REQUIRED TASKS:
1. Answer these questions about the movie blog post:
(a) Which actor is pictured hanging off a mast?
(b) What film did the writer see on Saturday night?
(c) Who wrote the review about the racial themes in Wes Anderson's movies?
2. Using the movie blog post, explain in one to three sentences why a Wes Anderson film was picked for the Saturday night outing.
3. Pick up the movie blog post after its final sentence and keep writing it.

DOCUMENT SEGMENT:
--

I liked Elizabeth. It was visually stunning and had very fine acting. Clive Owen with a rakish smile and intense gaze, hanging off of a mast with his waistcoat blowing. Did you hear me, people? Clive Owen on a ship. Cate Blanchett was burning bright, with a slightly aged and wearied face and brittle temper. Abbie Cornish wasn't annoying--in fact, she was kind of okay. Geoffrey Rush is always awesome. Burning ships are truly awesome, even for one who kind of hates Pirates of the Carribbean and that weird hipster obsession with pirates (and ninjas). It was pretty well done, and I was rather satisfied with it.

Even more enjoyable was Saturday night's movie, The Darjeeling Limited. It was intended to be the mutually agreeable, "fun" post-dinner/pre-gelato choice. There are few movies that can be mutually agreed upon by two people of different aesthetic tastes and worldviews. He is Bauhaus, I am Prarie School; he is Reggae, I am Indie Rock; he's the economist, I am the sociologist; he's micro, I'm macro; he's the Utilitarian, I'm the Romantic, but we both say "toe-may-toe." And I think Wes Anderson movies have something for everyone--everyone who is a little too fond of irony, obscure movie references, weird music picks, and their own discerning tastes. Which is everyone of a certain level of education and pretense.

All I can say is, good thing I didn't see it with a post-modern, post-colonial, I-worship-at-the-altar-of-Edward Said-and-Franz-Fanon po-mo/po-co person. Although Jonah Weiner does not explicitly reference Said and Fanon, his review of the racial themes that undercut Wes Anderson's movies owe much to post-colonial theory. Weiner decries "an obnoxious element of Anderson that is rarely discussed: the clumsy, discomfiting way he stages interactions between white protagonists—typically upper-class elites—and nonwhite foils—typically working class and poor. "

I actually like Anderson's films. And I'm very well versed in post-colonial theory (even if I do not much care for it any longer). But I don't have a problem with how his characters date women of color after being spurned by white women. I don't want to graft identity politics onto romantic/casting choices. I am an equal opportunity dater/hater.

--

ENTRIES SHOWN:

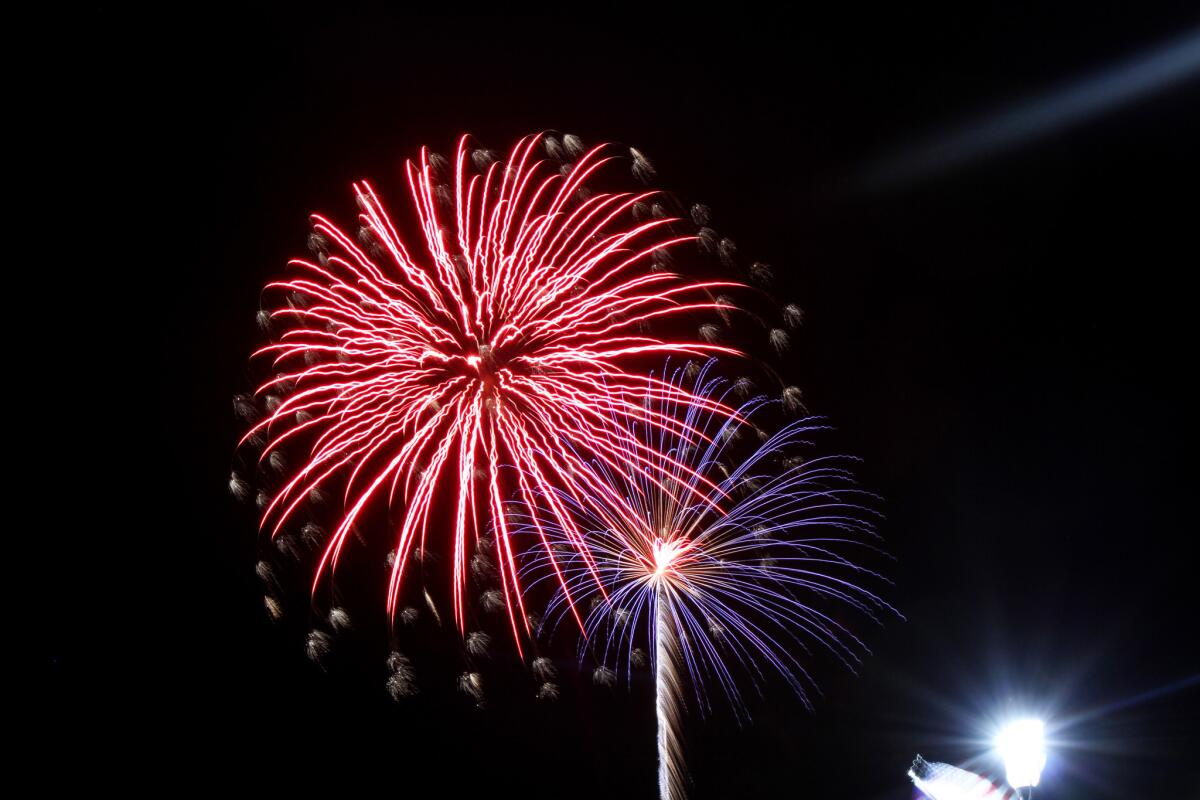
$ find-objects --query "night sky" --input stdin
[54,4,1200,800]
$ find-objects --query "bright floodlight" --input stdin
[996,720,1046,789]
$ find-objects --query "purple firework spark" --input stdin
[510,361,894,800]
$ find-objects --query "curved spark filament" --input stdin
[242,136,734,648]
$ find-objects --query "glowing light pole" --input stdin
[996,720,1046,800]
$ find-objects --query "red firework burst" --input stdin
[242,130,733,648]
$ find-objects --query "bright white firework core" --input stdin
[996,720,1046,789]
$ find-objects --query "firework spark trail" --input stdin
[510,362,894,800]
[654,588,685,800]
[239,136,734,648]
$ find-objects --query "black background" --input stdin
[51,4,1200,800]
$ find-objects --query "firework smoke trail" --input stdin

--

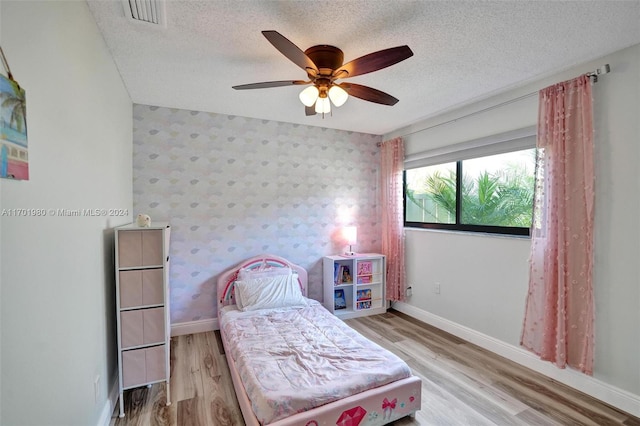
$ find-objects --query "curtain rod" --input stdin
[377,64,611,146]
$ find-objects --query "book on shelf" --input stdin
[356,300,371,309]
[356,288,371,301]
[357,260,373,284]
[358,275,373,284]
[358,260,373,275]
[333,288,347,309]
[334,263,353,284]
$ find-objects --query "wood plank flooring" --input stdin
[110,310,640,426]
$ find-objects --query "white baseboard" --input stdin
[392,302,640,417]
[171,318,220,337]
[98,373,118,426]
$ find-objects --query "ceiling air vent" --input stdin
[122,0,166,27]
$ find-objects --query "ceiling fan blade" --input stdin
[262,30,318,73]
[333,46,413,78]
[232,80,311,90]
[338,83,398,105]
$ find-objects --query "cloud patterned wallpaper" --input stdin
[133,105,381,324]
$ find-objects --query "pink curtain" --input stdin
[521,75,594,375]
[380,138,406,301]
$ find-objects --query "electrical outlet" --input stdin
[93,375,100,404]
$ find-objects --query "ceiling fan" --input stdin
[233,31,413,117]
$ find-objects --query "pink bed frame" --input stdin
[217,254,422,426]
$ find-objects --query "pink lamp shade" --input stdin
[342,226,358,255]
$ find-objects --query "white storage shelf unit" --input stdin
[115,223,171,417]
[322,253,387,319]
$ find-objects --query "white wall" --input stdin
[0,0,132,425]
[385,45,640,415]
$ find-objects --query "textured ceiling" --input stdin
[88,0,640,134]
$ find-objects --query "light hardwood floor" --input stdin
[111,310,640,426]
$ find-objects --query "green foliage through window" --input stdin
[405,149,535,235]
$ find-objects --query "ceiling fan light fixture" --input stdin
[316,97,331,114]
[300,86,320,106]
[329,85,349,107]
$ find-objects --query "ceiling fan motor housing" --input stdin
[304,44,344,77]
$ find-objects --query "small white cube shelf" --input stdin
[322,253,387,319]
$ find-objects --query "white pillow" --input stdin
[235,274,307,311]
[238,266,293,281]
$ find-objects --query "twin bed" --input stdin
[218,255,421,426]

--

TASK-BY-TASK ANSWERS:
1.
(a) Clive Owen
(b) The Darjeeling Limited
(c) Jonah Weiner

2. The movie was meant to be a "fun" choice that both people would agree on, even though they have very different tastes and worldviews. The writer thinks Wes Anderson movies have something for everyone who is a little too fond of irony, obscure movie references, weird music picks, and their own discerning tastes.

3.
I prefer the dripping-with-irony "winking" at the brothers' misguided fetishization of India with their "spiritual journey" to pretending that such fetishization doesn't exist. And better that than the whitewashing of Eastern philosophy and orthodoxy, for all of those bourgie yuppies who unself-consciously have Deepak Chopra, Dalai Llama, Thich Nhat Hanh and Pema Chodron books and tapes on their shelves. Peter buys a poisonous snake. Jack seduces an Indian woman, wondering if she can fix him. Francis organizes one spiritual awakening ceremony after another. It a self-conscious film without being overdone, and that's more than I can say about most films out there attempting to deal with multi-racial casting and the "global" world.

What I like best about Wes Anderson movies is the stories about the weird, broken, dysfunctional families. I like them because they are funny and witty. I like the tightly-arranged visual shots that are so appealing and delightful. I like the costumes. I like the dialogue. I liked this movie in particular, and am glad that the conversation afterwards did not devolve into a "what the hell is wrong with you for supporting white yuppie patriarchy" shouting match.

So far, trying to see movies with another person is working out. The next movie I want to see is "I'm Not There," just to see Cate Blanchett play Bob Dylan. We will see if I can get anyone to see that with me.